Take the line that contains "Practice step: locate the advertising" in the data below and each line after it, through the last, and repeat them unchanged.

INPUT Start Marker

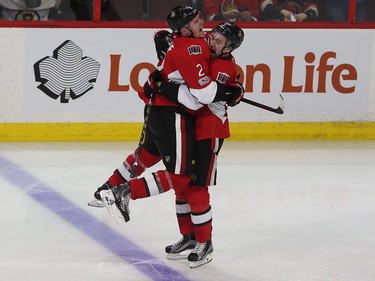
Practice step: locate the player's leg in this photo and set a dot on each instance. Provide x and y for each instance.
(199, 199)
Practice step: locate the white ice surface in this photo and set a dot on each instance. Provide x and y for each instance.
(283, 211)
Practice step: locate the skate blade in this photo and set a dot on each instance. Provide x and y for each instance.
(96, 203)
(179, 256)
(195, 264)
(108, 198)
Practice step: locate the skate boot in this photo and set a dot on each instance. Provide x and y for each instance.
(180, 249)
(120, 194)
(201, 254)
(97, 202)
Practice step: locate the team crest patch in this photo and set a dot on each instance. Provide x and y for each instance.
(195, 50)
(222, 77)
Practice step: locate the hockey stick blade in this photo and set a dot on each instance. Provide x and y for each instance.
(278, 110)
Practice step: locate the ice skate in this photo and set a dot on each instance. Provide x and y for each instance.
(120, 195)
(181, 249)
(201, 254)
(97, 202)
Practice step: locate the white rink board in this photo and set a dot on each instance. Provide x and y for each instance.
(288, 55)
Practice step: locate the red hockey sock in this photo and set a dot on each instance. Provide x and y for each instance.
(201, 216)
(123, 173)
(183, 215)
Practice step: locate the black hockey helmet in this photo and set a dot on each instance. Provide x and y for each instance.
(180, 16)
(232, 33)
(162, 39)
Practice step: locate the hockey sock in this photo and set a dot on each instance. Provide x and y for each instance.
(201, 215)
(156, 183)
(183, 215)
(123, 173)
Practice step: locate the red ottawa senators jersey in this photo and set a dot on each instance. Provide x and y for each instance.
(212, 119)
(187, 62)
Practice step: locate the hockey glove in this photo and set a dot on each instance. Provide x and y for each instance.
(232, 94)
(237, 94)
(152, 86)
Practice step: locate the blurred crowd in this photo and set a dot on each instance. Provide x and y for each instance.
(213, 10)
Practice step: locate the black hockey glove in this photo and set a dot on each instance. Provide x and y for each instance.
(152, 86)
(232, 93)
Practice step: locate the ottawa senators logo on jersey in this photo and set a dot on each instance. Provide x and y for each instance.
(195, 50)
(222, 78)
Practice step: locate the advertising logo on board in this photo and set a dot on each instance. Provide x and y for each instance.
(67, 74)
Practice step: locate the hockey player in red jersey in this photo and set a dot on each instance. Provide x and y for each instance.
(211, 128)
(164, 113)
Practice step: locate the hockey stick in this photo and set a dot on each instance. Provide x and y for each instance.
(278, 110)
(142, 137)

INPUT End Marker

REPLY:
Practice step: locate the advertising logo on board in this photo and set a dot on each instance. Provide x and y for each instance.
(67, 74)
Practice step: locate the hockey player in red jersey in this photo and set a dot on each instance. Provide x and y for each instance.
(211, 128)
(164, 113)
Practice step: locate the hockey stick in this photo and set a dot on each instance. Provide x and y for each instance.
(278, 110)
(142, 137)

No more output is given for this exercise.